Segundo a Secretaria de Estado de Meio Ambiente e Desenvolvimento Sustentável (Semad), o consórcio “busca estimular o desenvolvimento do Mercado Brasileiro de Redução de Emissões (MBRE) e um padrão nacional para o pagamento de serviços ambientais (PSA)”.
A pasta destaca que essas são “duas pautas de grandíssima relevância para os setores produtivos e para a sociedade goiana, ao passo que buscam influir nas formas de uso do solo, em prol da redução das emissões de gases de efeito estufa e da conservação dos biomas”.
De acordo com o documento, o Brasil Verde poderá representar os interesses dos consorciados junto ao Governo Federal, Congresso Nacional e demais organismos públicos e privados, nacionais e internacionais.
“Ao unir suas vozes, por meio do Consórcio, as visões e as demandas dos Estados tornam-se mais sonoras quando comparadas às vozes individuais e dissonantes. Este fato é de extrema relevância quando consideramos a presente conjuntura, em que está ocorrendo uma série de negociações no âmbito doméstico e global que envolvem o mercado de carbono, cujos riscos e oportunidades devem ser acompanhados de perto por todos”, cita trecho do comunicado da Semad.

Problema curto A:
Retorne todas as linhas abaixo que contêm a palavra "billboard".

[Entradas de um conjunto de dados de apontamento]
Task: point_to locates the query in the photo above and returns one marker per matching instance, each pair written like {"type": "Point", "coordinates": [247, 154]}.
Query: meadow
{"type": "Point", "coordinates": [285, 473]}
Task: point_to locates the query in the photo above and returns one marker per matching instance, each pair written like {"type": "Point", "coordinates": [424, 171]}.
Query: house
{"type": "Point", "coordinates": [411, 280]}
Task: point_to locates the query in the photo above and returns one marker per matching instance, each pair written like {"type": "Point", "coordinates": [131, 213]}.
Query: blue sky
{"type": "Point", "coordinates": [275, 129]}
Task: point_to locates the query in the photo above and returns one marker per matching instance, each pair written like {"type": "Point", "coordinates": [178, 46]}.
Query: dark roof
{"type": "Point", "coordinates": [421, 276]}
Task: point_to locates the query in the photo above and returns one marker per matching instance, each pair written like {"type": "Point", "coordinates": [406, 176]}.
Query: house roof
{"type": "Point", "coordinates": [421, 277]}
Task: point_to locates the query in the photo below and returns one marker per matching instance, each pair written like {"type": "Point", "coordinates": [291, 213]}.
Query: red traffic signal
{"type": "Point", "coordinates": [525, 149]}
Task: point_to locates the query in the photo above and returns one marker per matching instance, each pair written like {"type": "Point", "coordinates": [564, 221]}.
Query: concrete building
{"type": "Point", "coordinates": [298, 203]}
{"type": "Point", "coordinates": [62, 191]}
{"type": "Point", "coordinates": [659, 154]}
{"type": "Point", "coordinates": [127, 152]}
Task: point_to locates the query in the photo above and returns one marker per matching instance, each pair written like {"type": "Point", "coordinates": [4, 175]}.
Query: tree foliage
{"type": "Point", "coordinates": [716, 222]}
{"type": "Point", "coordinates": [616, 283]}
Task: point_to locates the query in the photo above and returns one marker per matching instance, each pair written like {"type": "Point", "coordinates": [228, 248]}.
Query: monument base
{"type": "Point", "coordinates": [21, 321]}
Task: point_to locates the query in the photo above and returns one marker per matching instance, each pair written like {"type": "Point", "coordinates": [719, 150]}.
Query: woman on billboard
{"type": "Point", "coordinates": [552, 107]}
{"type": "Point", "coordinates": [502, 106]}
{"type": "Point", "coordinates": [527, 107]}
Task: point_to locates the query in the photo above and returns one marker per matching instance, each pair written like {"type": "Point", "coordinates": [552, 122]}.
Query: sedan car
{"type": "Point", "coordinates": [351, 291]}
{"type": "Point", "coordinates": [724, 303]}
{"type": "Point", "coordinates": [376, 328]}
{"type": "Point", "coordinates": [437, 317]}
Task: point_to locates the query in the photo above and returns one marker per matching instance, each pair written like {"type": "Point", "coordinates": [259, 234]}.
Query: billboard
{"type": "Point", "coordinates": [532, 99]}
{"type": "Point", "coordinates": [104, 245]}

Problema curto B:
Reproduza o texto sobre o Consórcio Brasil Verde, de "De acordo com" até "comunicado da Semad.", trocando "Governo Federal" por "Executivo Federal".

Resposta da tarefa A:
Query: woman on billboard
Query: billboard

Resposta da tarefa B:
De acordo com o documento, o Brasil Verde poderá representar os interesses dos consorciados junto ao Executivo Federal, Congresso Nacional e demais organismos públicos e privados, nacionais e internacionais.
“Ao unir suas vozes, por meio do Consórcio, as visões e as demandas dos Estados tornam-se mais sonoras quando comparadas às vozes individuais e dissonantes. Este fato é de extrema relevância quando consideramos a presente conjuntura, em que está ocorrendo uma série de negociações no âmbito doméstico e global que envolvem o mercado de carbono, cujos riscos e oportunidades devem ser acompanhados de perto por todos”, cita trecho do comunicado da Semad.